Labeled area outline records
-.-.-

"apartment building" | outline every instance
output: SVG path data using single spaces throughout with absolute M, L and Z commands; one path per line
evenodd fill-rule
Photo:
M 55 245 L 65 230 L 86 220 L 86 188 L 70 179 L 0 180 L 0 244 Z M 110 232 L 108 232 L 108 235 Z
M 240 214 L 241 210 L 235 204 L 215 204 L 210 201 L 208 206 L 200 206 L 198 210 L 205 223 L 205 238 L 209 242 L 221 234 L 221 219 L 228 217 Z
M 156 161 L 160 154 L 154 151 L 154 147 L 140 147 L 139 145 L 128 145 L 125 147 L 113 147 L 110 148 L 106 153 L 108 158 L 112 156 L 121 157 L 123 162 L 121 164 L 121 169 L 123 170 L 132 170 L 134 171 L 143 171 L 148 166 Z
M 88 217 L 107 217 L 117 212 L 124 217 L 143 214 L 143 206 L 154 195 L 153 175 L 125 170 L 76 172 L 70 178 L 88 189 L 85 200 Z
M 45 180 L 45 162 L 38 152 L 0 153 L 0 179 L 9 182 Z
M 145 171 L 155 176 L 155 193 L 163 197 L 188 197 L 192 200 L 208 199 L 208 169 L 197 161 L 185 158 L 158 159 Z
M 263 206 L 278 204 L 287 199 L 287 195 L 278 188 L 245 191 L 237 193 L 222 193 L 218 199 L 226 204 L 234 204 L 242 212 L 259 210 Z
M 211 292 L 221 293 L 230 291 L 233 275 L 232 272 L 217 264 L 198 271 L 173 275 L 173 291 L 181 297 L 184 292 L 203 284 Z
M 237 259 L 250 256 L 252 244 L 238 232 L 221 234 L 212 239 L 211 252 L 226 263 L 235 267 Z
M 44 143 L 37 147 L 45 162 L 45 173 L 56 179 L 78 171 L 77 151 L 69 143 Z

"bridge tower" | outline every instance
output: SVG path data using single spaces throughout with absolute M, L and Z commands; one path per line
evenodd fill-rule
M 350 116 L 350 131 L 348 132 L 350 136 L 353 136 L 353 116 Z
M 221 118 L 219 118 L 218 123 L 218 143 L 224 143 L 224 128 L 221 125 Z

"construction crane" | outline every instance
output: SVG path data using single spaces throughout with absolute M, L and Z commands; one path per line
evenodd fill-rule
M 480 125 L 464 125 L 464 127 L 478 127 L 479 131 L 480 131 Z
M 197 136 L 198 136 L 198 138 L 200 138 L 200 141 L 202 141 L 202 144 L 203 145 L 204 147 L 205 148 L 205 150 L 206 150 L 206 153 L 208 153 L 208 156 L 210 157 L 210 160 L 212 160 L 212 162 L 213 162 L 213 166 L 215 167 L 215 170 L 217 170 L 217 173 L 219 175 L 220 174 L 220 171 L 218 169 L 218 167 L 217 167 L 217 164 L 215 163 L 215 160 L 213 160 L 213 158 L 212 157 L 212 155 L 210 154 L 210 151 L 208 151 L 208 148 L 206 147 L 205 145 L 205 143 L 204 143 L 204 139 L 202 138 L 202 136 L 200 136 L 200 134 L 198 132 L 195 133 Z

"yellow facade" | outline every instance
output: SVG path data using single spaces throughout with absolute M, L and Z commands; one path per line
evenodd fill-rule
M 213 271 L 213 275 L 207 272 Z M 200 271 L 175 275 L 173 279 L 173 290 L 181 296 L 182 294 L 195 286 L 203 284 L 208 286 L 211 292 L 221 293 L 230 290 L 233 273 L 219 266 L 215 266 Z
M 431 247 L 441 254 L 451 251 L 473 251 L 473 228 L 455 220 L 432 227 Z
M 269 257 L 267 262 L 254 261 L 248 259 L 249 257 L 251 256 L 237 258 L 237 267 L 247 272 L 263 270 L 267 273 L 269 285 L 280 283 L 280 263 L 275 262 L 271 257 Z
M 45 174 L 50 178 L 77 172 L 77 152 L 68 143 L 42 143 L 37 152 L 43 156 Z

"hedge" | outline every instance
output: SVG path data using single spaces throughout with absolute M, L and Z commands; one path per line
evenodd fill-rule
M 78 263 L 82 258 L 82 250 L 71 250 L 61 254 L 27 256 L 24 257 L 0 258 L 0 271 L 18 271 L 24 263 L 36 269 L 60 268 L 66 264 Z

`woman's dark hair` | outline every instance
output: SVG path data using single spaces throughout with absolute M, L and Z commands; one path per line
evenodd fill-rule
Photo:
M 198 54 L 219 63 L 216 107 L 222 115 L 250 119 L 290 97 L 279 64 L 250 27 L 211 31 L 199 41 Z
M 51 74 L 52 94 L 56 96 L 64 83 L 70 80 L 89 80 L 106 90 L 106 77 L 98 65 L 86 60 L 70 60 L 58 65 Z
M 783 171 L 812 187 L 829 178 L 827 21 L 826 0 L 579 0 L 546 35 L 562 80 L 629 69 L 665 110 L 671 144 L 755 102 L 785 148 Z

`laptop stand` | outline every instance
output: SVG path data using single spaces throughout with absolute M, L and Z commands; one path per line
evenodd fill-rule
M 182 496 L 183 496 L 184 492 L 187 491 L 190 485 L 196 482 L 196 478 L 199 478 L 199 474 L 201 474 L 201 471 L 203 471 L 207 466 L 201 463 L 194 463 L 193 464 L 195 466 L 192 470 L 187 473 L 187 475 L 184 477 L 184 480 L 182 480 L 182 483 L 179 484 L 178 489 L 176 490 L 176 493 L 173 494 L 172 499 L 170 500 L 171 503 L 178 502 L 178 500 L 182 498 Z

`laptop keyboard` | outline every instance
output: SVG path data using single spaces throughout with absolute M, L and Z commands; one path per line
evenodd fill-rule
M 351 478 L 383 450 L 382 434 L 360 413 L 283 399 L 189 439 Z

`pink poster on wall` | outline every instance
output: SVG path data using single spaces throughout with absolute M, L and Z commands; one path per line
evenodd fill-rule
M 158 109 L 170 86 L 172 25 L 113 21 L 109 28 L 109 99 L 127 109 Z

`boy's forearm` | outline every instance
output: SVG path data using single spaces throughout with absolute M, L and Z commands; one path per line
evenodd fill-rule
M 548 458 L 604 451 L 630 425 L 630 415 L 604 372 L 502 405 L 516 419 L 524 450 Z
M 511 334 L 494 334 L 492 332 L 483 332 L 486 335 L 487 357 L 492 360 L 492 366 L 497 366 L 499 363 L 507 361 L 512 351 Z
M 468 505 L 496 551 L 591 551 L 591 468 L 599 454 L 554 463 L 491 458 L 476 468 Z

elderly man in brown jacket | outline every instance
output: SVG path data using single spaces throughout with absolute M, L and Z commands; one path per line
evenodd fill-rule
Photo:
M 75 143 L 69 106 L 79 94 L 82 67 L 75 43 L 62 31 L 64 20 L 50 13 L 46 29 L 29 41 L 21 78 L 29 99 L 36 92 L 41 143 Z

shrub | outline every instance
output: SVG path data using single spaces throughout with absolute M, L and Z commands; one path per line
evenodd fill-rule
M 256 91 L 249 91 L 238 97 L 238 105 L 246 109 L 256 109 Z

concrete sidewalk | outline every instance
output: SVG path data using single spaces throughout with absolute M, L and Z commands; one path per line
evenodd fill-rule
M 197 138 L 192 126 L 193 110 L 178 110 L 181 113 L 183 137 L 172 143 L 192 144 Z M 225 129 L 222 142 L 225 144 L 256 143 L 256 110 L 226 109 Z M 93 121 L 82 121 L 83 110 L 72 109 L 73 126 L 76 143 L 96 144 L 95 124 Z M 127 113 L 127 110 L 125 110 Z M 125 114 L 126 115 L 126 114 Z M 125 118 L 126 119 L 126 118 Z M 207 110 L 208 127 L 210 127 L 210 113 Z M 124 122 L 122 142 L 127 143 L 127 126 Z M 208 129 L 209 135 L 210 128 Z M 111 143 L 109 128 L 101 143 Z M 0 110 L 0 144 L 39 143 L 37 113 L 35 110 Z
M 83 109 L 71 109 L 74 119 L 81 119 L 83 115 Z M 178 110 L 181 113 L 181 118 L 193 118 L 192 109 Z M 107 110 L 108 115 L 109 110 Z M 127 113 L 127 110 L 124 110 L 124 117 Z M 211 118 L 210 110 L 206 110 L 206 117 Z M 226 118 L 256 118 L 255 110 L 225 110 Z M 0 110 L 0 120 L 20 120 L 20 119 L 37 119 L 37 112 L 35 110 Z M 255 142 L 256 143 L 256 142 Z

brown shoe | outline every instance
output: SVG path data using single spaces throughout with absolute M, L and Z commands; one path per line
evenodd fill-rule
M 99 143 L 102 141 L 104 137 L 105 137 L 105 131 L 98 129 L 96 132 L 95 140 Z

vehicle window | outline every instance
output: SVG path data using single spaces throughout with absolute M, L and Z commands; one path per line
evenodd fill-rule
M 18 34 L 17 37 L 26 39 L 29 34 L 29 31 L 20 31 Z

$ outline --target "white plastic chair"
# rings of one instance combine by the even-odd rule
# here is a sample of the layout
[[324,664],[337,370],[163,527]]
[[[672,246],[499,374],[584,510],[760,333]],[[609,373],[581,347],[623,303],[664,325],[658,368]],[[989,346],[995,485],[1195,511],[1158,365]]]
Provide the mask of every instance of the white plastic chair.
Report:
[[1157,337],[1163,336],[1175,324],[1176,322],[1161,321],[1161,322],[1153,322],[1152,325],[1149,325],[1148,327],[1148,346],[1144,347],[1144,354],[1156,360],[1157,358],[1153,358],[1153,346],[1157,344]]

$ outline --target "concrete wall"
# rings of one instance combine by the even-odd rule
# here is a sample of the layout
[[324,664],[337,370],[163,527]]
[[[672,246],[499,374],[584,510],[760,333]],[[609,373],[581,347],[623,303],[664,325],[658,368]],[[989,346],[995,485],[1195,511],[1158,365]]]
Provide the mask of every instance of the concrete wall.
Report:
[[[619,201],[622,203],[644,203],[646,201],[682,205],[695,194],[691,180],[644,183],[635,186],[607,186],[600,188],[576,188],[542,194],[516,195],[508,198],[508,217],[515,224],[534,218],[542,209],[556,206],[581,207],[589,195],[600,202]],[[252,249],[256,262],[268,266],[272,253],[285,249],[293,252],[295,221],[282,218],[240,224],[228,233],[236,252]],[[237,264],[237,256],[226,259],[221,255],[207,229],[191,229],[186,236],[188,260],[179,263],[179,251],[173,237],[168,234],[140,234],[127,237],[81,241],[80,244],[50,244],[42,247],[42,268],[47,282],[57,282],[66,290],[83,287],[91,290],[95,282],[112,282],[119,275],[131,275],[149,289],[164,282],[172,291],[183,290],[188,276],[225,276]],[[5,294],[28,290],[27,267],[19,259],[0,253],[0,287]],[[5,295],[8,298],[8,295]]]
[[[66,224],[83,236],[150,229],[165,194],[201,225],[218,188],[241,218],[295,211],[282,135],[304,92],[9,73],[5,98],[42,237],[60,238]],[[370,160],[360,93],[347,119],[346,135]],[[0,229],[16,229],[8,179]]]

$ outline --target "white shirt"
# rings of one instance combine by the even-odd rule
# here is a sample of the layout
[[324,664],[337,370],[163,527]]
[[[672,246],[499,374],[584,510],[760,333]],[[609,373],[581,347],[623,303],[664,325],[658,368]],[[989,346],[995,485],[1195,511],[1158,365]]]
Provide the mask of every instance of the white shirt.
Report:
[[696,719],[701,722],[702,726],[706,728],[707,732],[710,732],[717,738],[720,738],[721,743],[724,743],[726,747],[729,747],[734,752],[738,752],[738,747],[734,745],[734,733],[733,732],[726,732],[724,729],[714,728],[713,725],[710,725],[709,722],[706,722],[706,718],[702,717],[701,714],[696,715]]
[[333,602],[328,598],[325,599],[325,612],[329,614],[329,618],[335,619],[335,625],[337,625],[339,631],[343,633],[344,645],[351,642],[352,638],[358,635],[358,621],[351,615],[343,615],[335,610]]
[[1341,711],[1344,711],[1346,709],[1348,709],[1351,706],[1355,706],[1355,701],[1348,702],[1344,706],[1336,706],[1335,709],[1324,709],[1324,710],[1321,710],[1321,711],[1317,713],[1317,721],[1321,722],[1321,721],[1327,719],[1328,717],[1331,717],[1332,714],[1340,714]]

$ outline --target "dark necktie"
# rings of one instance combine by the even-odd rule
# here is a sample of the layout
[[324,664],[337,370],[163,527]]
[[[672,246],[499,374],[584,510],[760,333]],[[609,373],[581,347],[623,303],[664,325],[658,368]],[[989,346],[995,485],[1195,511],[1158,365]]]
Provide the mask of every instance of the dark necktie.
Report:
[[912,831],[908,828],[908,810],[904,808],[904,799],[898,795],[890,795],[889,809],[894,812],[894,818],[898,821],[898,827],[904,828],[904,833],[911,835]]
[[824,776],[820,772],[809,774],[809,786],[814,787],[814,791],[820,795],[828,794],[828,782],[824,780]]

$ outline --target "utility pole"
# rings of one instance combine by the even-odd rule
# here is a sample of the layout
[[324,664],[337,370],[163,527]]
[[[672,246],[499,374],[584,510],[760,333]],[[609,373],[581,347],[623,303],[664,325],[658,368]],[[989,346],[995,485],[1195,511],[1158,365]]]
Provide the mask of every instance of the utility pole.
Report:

-.-.-

→ WRITTEN PROBLEM
Reproduce every line from the start of the records through the line containing "M 240 214 L", adding -77 to each coordinate in the answer paths and leaving all other text unchanged.

→ FINISHED EXERCISE
"apartment building" | outline every instance
output: SVG path data using single spaces throughout with absolute M, L and Z commands; one path per line
evenodd fill-rule
Photo:
M -22 168 L -12 153 L 9 143 L 9 111 L -7 102 L -77 103 L -77 167 Z M 33 155 L 31 155 L 31 158 Z
M 163 137 L 164 133 L 158 127 L 138 127 L 133 124 L 131 129 L 123 129 L 121 133 L 128 146 L 128 161 L 132 165 L 144 157 L 144 142 L 151 140 Z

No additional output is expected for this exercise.